Stored entries:
____

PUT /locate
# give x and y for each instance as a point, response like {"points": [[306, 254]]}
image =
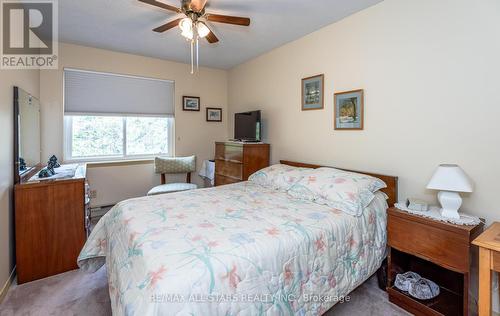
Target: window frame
{"points": [[68, 139]]}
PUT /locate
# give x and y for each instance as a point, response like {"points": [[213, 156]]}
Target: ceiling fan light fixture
{"points": [[186, 25], [202, 29], [188, 34]]}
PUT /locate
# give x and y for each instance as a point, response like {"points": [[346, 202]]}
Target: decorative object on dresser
{"points": [[52, 218], [313, 92], [417, 205], [450, 179], [349, 110], [190, 103], [214, 115], [236, 161], [489, 260], [435, 250], [169, 165]]}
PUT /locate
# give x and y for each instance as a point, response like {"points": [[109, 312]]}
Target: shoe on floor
{"points": [[404, 280], [423, 289]]}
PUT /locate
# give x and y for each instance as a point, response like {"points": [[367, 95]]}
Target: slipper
{"points": [[423, 289], [404, 280]]}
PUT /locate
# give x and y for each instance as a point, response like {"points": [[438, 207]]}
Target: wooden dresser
{"points": [[435, 250], [52, 218], [235, 162]]}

____

Goal of the exercise: Omit the pictures; print the records above exactly.

Expected answer:
PUT /locate
# give x and y for each instance as a point, response like {"points": [[306, 254]]}
image =
Target: window frame
{"points": [[68, 139]]}
PUT /locate
# give x and y for each instance as a point, response like {"points": [[213, 156]]}
Target: ceiling fan light fixture
{"points": [[186, 25], [202, 29], [188, 34]]}
PUT /locate
# give x and y for each instance as a point, response like {"points": [[346, 202]]}
Target: decorative object on dresser
{"points": [[52, 218], [313, 92], [417, 205], [450, 179], [349, 110], [190, 103], [214, 115], [236, 161], [489, 260], [435, 250], [169, 165]]}
PUT /locate
# give x and y for each instance as a point, response like {"points": [[109, 312]]}
Target: shoe on floor
{"points": [[404, 280], [423, 289]]}
PUT /locate
# give x and y for each instance as a point, response like {"points": [[367, 95]]}
Target: slipper
{"points": [[423, 289], [404, 280]]}
PUT /locate
# give x and y for each instance as a point, response like {"points": [[438, 207]]}
Target: wooden dresser
{"points": [[435, 250], [52, 218], [235, 162]]}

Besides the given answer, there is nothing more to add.